> Written exercise 1
Locate each line of the records that contains the string "white" with matching case, and copy those lines.

> Reading passage
Check for Ruby env variable [duplicate] - ruby

In Ruby, I am trying to write a line that uses a variable if it has been set, otherwise default to some value:
myvar = # assign it to ENV['MY_VAR'], otherwise assign it to 'foobar'
I could write this code like this:
if ENV['MY_VAR'].is_set? #whatever the function is to check if has been set
myvar = ENV['MY_VAR']
else
myvar = 'foobar'
end
But this is rather verbose, and I'm trying to write it in the most concise way possible. How can I do this?

myvar = ENV['MY_VAR'] || 'foobar'
N.B. This is slightly incorrect (if the hash can contain the value nil) but since ENV contains just strings it is probably good enough.

The most reliable way for a general Hash is to ask if it has the key:
myvar = h.has_key?('MY_VAR') ? h['MY_VAR'] : 'default'
If you don't care about nil or false values (i.e. you want to treat them the same as "not there"), then undur_gongor's approach is good (this should also be fine when h is ENV):
myvar = h['MY_VAR'] || 'foobar'
And if you want to allow nil to be in your Hash but pretend it isn't there (i.e. a nil value is the same as "not there") while allowing a false in your Hash:
myvar = h['MY_VAR'].nil? ? 'foobar' : h['MY_VAR']
In the end it really depends on your precise intent and you should choose the approach that matches your intent. The choice between if/else/end and ? : is, of course, a matter of taste and "concise" doesn't mean "least number of characters" so feel free to use a ternary or if block as desired.

hash.fetch(key) { default_value }
Will return the value if it exists, and return default_value if the key doesn't exist.

This works best for me:
ENV.fetch('VAR_NAME',"5445")

myvar = ENV.fetch('MY_VAR') { 'foobar' }
'foobar' being the default if ENV['MY_VAR'] is unset.

Although it's not relevant in the specific example you gave since you're really asking about hash keys, not variables, Ruby does give a way to check variable definition. Use the defined? keyword (it's not a method, but a keyword since it needs special handling by the interpreter), like so:
a = 1
defined? a
#=> "local-variable"
#a = 2
defined? #a
#=> "instance-variable"
##a = 3
defined? ##a
#=> "class-variable"
defined? blahblahblah
#=> nil
Hence you could do:
var = defined?(var) ? var : "default value here"
As far as I know, that's the only way other than an ugly begin/rescue/end block to define a variable in the way that you ask without risking a NameError. As I said, this doesn't apply to hashes since:
hash = {?a => 2, ?b => 3}
defined? hash[?c]
#=> "method"

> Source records
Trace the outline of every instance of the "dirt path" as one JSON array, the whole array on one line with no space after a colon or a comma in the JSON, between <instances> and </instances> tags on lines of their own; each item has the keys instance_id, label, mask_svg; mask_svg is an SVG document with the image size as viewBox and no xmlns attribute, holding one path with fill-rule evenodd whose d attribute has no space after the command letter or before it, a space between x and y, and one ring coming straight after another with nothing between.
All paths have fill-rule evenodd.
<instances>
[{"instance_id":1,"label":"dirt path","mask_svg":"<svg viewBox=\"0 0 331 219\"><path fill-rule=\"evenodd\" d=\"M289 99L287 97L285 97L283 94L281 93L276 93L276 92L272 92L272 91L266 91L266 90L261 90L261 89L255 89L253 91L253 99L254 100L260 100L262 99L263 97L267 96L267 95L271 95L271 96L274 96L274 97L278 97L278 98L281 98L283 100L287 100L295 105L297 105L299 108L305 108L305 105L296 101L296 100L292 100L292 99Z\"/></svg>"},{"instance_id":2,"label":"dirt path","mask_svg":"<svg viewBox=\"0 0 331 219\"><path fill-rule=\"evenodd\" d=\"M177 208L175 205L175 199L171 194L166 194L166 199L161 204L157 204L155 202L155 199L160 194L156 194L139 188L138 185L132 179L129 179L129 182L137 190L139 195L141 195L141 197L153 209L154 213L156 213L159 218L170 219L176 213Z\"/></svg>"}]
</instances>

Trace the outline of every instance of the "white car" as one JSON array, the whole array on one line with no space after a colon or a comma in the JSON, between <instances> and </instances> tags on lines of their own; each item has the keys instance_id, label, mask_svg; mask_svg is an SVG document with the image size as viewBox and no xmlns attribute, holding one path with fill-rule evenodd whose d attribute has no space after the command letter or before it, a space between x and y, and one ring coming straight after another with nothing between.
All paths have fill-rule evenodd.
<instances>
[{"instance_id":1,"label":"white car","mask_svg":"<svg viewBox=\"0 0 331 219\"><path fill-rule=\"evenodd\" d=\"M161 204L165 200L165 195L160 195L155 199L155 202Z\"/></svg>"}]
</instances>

==

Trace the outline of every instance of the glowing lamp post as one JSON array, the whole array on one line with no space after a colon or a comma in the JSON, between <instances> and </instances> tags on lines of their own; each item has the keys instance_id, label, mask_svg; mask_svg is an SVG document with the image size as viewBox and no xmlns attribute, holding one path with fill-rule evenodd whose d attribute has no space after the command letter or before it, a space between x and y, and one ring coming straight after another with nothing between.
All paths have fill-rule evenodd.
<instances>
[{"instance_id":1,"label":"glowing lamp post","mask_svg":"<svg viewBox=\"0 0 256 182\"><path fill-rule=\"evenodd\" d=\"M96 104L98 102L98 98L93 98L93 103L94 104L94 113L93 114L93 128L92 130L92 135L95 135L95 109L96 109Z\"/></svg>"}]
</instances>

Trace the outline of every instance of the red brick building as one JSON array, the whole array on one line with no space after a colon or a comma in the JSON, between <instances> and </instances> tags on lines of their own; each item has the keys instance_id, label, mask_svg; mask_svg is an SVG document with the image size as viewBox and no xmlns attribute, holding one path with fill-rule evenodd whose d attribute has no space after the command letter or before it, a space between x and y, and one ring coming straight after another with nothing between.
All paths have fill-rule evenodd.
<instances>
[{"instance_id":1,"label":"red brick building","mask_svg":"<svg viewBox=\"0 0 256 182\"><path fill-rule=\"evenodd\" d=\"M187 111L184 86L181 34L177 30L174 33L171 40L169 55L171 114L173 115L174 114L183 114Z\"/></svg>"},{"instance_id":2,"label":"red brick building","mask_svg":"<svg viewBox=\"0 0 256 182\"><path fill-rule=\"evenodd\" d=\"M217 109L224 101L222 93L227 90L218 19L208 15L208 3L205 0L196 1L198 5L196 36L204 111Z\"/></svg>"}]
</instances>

> Written exercise 2
In the Ruby thread above, transcribe everything from "The most reliable" down to "block as desired.".

> Expected output 1
Trace the outline of every instance of the "white car" as one JSON array, the whole array on one line with no space after a colon or a comma in the JSON, between <instances> and </instances> tags on lines of their own; each item has the keys instance_id, label, mask_svg; mask_svg is an SVG document with the image size as viewBox and no xmlns attribute, holding one path with fill-rule evenodd whose d attribute has no space after the command letter or before it, a space between x and y, and one ring coming straight after another with nothing between.
[{"instance_id":1,"label":"white car","mask_svg":"<svg viewBox=\"0 0 331 219\"><path fill-rule=\"evenodd\" d=\"M161 204L165 200L165 195L160 195L155 199L155 202Z\"/></svg>"}]

> Expected output 2
The most reliable way for a general Hash is to ask if it has the key:
myvar = h.has_key?('MY_VAR') ? h['MY_VAR'] : 'default'
If you don't care about nil or false values (i.e. you want to treat them the same as "not there"), then undur_gongor's approach is good (this should also be fine when h is ENV):
myvar = h['MY_VAR'] || 'foobar'
And if you want to allow nil to be in your Hash but pretend it isn't there (i.e. a nil value is the same as "not there") while allowing a false in your Hash:
myvar = h['MY_VAR'].nil? ? 'foobar' : h['MY_VAR']
In the end it really depends on your precise intent and you should choose the approach that matches your intent. The choice between if/else/end and ? : is, of course, a matter of taste and "concise" doesn't mean "least number of characters" so feel free to use a ternary or if block as desired.